___ SUPPLIED ENTRIES
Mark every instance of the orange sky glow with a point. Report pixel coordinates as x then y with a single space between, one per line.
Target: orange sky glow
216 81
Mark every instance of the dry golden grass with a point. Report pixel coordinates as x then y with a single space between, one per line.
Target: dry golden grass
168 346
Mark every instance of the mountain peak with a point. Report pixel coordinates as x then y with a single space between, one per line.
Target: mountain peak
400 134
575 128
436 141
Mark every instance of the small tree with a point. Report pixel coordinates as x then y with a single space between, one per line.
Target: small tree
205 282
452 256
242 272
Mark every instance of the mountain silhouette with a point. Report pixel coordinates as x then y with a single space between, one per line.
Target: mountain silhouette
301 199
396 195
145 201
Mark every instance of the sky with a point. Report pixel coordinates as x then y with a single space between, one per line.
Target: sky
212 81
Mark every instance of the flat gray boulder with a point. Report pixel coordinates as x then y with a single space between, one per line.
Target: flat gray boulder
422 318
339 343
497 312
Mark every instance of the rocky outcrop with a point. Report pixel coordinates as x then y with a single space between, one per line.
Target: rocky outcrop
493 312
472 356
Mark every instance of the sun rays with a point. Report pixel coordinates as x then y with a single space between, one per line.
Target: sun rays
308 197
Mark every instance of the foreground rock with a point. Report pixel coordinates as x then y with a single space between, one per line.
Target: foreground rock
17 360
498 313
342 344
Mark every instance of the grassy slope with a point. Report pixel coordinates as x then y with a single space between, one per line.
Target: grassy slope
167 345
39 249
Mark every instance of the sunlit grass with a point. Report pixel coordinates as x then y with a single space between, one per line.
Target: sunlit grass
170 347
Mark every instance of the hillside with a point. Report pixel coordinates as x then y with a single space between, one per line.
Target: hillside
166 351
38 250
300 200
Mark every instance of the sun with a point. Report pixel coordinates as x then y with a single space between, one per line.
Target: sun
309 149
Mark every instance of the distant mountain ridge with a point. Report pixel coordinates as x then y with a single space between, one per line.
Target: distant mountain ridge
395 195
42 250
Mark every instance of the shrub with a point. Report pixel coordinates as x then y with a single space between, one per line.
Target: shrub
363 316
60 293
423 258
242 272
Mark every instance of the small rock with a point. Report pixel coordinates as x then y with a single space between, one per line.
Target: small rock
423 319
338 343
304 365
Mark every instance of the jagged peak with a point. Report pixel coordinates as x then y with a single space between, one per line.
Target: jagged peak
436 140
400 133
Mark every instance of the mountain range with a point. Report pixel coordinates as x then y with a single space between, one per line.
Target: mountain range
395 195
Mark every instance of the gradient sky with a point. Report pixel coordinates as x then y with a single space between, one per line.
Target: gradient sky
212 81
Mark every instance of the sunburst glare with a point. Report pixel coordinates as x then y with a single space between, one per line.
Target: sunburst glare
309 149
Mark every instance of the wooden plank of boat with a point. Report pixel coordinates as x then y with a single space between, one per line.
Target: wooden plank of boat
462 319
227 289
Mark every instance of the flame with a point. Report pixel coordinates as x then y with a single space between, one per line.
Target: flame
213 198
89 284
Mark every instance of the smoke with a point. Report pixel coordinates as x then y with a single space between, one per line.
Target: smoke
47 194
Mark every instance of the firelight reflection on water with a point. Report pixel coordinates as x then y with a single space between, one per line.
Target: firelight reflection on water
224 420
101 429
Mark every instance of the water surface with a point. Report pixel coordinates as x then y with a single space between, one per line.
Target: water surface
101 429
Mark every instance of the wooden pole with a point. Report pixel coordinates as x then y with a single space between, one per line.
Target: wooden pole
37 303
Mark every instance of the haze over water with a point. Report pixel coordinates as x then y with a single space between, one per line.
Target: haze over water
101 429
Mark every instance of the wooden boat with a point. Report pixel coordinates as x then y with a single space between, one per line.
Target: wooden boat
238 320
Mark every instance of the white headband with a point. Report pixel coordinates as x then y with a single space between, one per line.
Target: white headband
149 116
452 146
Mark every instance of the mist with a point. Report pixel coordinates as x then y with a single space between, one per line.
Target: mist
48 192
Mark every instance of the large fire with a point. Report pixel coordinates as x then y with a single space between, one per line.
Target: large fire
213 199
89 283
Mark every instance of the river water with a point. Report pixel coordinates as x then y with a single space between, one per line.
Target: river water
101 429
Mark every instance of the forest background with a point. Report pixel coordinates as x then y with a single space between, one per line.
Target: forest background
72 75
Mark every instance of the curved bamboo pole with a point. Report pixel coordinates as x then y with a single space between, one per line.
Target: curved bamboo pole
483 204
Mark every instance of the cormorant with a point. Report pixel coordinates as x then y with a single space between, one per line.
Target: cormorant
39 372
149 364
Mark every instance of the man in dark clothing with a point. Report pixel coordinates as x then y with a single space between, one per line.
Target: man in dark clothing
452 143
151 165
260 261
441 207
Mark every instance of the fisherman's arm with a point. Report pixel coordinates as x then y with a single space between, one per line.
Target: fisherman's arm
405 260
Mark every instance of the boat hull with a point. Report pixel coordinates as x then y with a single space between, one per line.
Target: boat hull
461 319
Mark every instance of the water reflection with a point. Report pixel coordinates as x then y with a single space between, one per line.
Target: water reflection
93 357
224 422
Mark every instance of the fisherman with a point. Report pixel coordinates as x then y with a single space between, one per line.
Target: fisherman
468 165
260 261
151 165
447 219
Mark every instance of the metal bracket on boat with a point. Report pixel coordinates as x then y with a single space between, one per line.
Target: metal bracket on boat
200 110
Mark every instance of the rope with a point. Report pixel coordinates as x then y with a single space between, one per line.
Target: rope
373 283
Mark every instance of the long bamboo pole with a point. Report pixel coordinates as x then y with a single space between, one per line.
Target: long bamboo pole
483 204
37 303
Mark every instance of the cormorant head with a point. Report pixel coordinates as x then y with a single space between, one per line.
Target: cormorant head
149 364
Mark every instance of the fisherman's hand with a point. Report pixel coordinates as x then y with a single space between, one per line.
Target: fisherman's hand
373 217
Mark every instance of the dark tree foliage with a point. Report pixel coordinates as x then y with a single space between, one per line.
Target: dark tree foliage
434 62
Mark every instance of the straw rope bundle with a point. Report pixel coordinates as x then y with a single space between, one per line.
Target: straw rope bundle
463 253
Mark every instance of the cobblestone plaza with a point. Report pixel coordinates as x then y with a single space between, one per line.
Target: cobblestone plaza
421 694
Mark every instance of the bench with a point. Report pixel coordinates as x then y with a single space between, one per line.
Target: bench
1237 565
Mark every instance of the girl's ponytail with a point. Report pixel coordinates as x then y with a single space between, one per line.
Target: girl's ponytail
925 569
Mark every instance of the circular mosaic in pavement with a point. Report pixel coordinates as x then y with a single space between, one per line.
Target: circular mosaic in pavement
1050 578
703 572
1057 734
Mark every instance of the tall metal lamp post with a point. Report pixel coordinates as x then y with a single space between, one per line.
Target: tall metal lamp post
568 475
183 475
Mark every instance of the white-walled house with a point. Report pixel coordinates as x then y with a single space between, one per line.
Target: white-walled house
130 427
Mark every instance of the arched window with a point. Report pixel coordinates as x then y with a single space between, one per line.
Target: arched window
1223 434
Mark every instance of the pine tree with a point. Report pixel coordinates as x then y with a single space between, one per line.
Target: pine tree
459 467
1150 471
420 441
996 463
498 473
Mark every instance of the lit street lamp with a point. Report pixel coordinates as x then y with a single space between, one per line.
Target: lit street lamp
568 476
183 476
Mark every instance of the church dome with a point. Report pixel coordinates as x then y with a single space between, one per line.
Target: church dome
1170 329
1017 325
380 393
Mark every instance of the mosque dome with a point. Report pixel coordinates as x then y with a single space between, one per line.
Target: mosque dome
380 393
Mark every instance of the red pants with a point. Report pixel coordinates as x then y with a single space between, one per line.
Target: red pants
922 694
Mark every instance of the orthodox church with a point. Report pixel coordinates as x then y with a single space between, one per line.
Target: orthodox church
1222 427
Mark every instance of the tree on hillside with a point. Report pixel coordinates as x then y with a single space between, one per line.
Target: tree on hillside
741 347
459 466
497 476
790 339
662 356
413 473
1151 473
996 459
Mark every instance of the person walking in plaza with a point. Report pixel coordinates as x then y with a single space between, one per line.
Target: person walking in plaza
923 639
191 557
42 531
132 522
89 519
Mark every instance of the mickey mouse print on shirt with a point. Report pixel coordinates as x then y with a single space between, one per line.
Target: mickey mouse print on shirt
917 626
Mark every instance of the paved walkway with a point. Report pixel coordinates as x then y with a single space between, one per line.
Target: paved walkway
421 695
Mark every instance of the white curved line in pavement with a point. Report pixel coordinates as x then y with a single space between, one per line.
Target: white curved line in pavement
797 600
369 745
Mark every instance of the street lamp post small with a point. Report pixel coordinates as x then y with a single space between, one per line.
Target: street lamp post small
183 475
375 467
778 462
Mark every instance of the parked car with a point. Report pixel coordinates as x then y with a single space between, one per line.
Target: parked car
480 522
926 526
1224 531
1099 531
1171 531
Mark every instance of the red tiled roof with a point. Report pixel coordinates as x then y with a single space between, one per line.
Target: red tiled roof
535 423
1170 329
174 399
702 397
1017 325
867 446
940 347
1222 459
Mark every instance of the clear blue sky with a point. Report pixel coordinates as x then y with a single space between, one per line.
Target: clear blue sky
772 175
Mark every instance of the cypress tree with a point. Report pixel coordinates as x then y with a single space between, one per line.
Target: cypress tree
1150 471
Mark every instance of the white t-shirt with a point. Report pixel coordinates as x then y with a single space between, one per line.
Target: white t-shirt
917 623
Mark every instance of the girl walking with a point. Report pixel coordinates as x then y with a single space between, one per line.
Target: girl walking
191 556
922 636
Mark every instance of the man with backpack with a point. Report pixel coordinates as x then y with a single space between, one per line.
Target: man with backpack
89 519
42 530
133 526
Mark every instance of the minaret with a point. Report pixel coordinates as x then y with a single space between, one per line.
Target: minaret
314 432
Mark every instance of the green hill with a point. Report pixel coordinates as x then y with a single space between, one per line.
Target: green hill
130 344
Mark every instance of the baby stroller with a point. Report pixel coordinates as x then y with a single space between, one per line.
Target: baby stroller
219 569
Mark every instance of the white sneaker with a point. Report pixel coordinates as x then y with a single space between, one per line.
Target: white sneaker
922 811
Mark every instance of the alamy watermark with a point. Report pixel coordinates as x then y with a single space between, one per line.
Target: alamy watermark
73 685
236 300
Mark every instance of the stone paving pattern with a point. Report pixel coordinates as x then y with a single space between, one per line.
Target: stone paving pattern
______
- [STATED EXERCISE]
Reproduce only those lines of the entries above that run from the line with "Mark every instance of the baby" to the final line.

- [REPLY]
Mark every instance of the baby stroller with a point. Report pixel coordinates as x then y with a single space between, one per line.
Target: baby stroller
219 569
Mark every instance of the white sneaker with a point. Report pixel coordinates as x then y with a single space between, one per line.
Target: white sneaker
922 811
Mark every instance of the alamy watermark with a point. Report pixel coordinates as x then y with a single space between, one per line.
Target: alamy watermark
73 685
236 300
Mark every instance of the stone paving pattern with a point. Report pixel coordinates as x then y with a single space between, one per line.
Target: stone paving pattern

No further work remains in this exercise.